= Problem =
Copy out each line in the rows below that contains the word "outline", treating uppercase and lowercase as different.

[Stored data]
******

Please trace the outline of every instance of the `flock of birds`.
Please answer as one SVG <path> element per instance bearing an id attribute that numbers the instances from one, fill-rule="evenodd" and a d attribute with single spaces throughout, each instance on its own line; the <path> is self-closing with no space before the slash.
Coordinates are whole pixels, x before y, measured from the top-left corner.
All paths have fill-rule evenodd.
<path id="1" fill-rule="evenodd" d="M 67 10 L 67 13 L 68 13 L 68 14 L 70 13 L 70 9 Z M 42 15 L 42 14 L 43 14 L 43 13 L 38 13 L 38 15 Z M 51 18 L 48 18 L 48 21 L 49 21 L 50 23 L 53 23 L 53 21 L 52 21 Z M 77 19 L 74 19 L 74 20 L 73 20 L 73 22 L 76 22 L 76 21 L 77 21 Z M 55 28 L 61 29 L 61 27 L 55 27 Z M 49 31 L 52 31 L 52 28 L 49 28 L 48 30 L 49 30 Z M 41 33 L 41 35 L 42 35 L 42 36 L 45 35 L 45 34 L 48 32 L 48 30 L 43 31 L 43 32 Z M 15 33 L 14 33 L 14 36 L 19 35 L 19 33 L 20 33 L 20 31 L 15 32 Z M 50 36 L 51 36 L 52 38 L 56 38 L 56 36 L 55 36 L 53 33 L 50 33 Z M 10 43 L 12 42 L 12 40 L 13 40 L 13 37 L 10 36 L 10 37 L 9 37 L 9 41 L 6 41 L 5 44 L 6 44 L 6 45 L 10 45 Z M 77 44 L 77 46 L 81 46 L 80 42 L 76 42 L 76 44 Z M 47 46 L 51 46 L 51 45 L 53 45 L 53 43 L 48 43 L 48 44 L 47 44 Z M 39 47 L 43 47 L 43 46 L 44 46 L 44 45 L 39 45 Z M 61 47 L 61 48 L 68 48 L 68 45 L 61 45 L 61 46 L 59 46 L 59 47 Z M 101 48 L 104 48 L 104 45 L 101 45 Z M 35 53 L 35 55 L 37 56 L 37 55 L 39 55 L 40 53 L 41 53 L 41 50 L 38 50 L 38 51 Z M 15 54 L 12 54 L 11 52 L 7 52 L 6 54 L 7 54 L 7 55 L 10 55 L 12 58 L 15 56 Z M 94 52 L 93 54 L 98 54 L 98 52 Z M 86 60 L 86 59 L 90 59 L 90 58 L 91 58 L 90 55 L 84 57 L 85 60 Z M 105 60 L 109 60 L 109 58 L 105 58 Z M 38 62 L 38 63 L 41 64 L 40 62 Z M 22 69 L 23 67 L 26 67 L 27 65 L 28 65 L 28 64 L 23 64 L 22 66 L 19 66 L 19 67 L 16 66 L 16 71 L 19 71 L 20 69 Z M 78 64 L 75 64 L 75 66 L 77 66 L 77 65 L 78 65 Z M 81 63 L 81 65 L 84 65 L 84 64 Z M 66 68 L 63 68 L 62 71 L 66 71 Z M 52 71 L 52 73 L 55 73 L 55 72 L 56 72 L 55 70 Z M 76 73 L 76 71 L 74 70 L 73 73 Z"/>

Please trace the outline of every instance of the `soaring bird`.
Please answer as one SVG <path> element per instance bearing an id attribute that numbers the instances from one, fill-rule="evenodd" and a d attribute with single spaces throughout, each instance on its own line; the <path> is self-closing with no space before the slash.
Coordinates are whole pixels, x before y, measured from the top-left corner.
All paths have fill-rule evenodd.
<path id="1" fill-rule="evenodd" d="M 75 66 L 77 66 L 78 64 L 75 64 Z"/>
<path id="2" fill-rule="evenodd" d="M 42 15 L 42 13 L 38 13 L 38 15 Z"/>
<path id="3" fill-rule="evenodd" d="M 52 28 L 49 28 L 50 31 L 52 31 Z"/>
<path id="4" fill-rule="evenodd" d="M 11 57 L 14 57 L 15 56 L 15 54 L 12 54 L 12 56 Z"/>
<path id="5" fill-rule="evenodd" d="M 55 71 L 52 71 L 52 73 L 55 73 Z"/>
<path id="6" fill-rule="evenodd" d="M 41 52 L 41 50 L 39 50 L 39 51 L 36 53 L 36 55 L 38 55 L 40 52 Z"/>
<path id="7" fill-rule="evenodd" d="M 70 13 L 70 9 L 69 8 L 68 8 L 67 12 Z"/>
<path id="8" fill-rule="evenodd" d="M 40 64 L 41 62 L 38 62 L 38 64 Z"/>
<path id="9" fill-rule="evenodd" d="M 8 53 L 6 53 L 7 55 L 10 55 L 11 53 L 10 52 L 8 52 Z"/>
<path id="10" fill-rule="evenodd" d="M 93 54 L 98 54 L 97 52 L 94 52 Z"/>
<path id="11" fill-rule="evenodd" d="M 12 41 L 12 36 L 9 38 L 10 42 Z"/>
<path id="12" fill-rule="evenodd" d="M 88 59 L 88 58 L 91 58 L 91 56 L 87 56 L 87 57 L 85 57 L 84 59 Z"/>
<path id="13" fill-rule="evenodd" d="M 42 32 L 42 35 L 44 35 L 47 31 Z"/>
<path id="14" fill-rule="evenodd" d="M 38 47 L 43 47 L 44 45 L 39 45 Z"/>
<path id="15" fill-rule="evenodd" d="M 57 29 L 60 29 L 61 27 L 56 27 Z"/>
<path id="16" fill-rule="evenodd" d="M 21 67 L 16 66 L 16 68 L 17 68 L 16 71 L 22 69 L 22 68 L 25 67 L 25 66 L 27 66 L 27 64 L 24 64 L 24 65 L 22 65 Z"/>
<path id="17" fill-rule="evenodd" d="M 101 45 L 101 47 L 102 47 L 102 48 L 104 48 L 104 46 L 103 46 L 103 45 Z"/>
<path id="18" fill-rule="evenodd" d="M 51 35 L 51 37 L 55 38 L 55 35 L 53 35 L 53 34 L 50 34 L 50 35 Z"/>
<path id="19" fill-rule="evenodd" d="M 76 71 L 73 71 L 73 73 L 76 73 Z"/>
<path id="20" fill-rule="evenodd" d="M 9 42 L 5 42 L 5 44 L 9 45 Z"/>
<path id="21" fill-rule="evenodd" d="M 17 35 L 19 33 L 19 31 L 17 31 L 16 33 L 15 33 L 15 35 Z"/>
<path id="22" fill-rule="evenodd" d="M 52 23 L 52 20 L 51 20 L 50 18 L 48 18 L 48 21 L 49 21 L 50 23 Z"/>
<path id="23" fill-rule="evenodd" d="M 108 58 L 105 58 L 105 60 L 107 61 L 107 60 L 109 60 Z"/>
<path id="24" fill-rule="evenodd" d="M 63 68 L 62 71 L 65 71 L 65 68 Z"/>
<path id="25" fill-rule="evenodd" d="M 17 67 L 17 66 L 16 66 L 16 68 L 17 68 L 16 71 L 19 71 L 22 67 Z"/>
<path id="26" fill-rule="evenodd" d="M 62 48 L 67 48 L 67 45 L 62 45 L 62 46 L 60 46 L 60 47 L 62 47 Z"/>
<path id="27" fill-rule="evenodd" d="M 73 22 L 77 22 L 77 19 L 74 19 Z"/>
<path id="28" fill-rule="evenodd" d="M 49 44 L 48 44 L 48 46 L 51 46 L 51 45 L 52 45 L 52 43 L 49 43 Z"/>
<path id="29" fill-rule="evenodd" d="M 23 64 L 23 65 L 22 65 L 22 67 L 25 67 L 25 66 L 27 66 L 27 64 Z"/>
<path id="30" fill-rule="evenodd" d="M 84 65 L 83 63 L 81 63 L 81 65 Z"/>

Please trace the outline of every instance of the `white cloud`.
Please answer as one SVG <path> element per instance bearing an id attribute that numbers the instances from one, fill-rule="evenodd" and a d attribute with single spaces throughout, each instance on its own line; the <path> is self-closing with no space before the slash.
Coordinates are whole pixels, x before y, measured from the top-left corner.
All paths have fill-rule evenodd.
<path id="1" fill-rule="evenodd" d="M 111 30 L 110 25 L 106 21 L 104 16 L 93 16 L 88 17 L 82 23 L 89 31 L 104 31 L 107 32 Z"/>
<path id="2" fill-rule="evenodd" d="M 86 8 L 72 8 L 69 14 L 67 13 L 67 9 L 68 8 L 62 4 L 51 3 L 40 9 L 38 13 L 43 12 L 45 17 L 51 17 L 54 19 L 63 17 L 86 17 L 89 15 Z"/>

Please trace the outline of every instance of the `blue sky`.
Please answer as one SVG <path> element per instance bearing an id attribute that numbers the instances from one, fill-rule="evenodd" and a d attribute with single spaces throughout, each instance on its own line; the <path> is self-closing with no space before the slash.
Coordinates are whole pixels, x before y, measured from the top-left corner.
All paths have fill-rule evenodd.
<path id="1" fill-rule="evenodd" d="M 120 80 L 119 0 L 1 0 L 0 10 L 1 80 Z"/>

******

= The result =
Please trace the outline of every instance of the `flock of birds`.
Please trace the outline of every instance of the `soaring bird`.
Please trace the outline of every instance of the `white cloud`.
Please trace the outline of every instance of the `blue sky`.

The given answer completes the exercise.